[Image location labeling lines]

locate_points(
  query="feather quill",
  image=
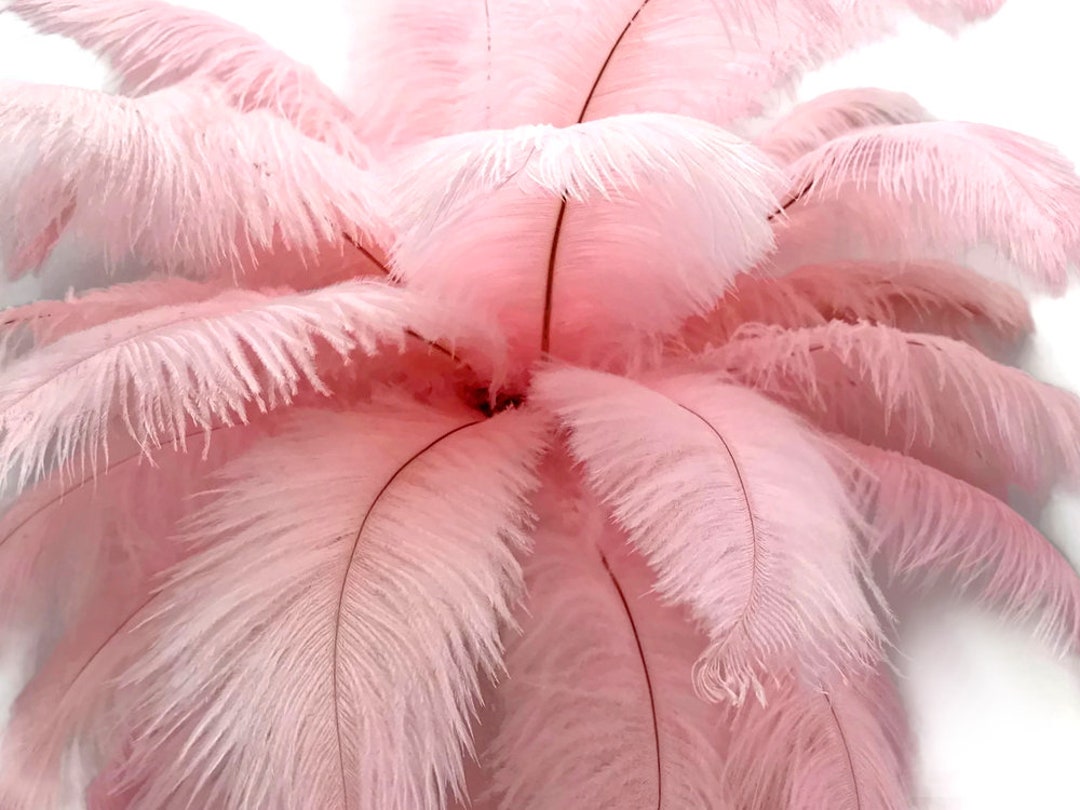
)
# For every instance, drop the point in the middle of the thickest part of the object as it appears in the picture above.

**Exercise**. Rewrite the lines above with "thickest part" changed to "widest part", leaving everything else unchanged. Omit the pictures from your answer.

**Exercise response**.
locate_points(
  query="feather quill",
  image=
)
# For every instance, drop the point in the middle of the widest part of the object as it appears in the picture above.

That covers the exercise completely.